* **Source document**
┌────────
How to prevent cold weather injuries on the job

Man Welding in Cold Weather

I know a contractor whose response to a bad weather forecast tends to make me chuckle. After 40 years in the industry, he'll watch a weather station, and if a bad storm or mercury drop show up, he keeps watching it, as though that would be enough to change the outcome. He eventually stomps up, grabs another cup of coffee, adds another layer and sighs rather dramatically before heading out the door to get to the job site.

Unfortunately, his routine hasn't changed the weather to date. Because the construction market can be fickle, and clients even more so, we're stuck dealing with high winds, winter storms and dangerously cold temperatures while trying to combat nature in the interest of putting up one more wall or a little more roof before having to call it. For those who brave the elements, the cost is often far too many more slips, falls and frostbite than any other time of year. Here are some great tips to help you beat the odds against lousy winter weather.

Bundle Up:

This kind of weather isn't the time for the tough-man competition - instead of suffering through it, encourage your crew to dress in layers, from longjohns to that second coat if it's needed. Layers mean that if the day warms up, they can shed what they need while still having them on hand to put on if the north wind starts to bite again.
└────────
* **What you need to do**
(1) Do these statements agree with the cold-weather safety article? Answer yes or no for each and quote the deciding words. (a) The contractor described has worked in the industry for 40 years. (b) Slips and falls happen less often in winter than at other times of year. (c) Workers are advised to wear a single heavy coat instead of layers.
(2) Turn the paragraph that begins "This kind of weather isn't the time" in the cold-weather safety article into a short bulleted list that keeps its main facts.
(3) According to the cold-weather safety article, what does dressing in layers allow workers to do if the day warms up?

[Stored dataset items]
┌────────
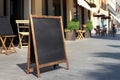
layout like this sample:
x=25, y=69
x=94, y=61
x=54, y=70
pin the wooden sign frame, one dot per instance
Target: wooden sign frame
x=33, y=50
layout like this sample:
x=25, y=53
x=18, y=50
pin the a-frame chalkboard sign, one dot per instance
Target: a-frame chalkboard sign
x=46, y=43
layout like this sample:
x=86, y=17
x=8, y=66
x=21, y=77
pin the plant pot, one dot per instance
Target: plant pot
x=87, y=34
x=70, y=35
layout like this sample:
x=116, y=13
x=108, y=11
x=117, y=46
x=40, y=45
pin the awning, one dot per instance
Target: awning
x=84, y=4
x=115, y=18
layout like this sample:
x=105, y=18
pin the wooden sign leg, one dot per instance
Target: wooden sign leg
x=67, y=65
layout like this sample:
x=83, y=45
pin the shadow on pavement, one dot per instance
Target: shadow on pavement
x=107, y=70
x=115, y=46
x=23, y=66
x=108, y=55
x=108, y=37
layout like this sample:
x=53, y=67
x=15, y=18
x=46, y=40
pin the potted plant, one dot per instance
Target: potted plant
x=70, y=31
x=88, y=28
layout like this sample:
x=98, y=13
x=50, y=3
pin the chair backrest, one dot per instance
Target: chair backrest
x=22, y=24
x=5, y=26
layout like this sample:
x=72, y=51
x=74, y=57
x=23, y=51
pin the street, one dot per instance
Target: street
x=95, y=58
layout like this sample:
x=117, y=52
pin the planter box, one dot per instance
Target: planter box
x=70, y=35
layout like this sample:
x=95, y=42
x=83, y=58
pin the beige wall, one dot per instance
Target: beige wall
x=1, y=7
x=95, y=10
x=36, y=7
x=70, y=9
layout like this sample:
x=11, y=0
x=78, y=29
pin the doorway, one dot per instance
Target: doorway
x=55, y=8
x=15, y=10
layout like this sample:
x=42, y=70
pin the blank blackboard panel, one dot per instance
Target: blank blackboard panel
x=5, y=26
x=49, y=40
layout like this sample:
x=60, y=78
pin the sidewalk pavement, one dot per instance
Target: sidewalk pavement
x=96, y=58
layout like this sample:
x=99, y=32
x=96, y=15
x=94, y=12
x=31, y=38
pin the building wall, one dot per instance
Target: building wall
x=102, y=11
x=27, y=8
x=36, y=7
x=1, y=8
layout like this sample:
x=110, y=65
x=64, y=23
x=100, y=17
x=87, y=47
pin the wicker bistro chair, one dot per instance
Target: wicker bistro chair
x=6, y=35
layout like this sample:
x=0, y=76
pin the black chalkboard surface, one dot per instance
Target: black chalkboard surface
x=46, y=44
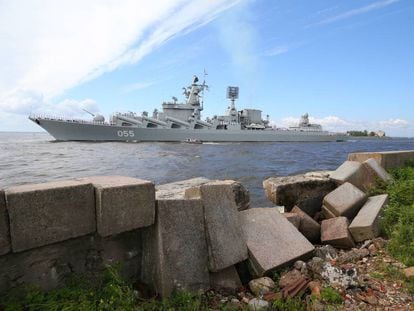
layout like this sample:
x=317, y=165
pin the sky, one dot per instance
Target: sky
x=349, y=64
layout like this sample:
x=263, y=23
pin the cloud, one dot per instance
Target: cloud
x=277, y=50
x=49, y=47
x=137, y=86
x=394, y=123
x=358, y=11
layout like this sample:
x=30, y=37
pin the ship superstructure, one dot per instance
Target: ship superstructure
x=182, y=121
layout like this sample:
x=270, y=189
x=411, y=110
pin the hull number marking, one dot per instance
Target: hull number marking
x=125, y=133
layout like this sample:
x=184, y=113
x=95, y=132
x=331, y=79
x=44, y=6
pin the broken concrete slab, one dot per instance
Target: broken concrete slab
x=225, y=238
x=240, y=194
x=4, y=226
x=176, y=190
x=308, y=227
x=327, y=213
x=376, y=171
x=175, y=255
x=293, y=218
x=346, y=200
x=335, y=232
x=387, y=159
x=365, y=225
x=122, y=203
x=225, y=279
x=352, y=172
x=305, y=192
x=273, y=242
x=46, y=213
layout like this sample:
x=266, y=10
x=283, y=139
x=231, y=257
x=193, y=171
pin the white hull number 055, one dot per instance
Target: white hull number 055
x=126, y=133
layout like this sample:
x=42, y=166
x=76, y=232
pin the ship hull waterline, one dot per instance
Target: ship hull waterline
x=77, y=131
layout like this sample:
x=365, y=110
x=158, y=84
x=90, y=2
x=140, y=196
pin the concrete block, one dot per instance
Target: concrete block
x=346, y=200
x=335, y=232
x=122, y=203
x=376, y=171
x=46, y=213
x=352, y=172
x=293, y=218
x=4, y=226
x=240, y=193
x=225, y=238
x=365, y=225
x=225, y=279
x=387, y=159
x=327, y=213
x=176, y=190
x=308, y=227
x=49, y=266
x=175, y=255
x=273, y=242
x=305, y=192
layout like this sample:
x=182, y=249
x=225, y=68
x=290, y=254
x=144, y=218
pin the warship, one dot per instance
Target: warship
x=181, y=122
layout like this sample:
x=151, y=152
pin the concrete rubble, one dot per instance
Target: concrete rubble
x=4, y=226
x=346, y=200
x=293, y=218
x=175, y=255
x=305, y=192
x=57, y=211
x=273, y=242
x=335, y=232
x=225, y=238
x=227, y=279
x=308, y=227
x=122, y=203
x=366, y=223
└────────
* **Full solutions**
(1)
(a) Yes: "After 40 years in the industry"
(b) No: "far too many more slips, falls and frostbite than any other time of year"
(c) No: "encourage your crew to dress in layers, from longjohns to that second coat if it's needed"

(2)
- Cold weather is no time to tough it out.
- Have the crew dress in layers, from longjohns to a second coat if needed.
- If the day warms up, workers can take off layers and keep them on hand.
- The layers can go back on if the north wind starts to bite again.

(3) They can shed what they need and keep the layers on hand to put back on if the north wind starts to bite again.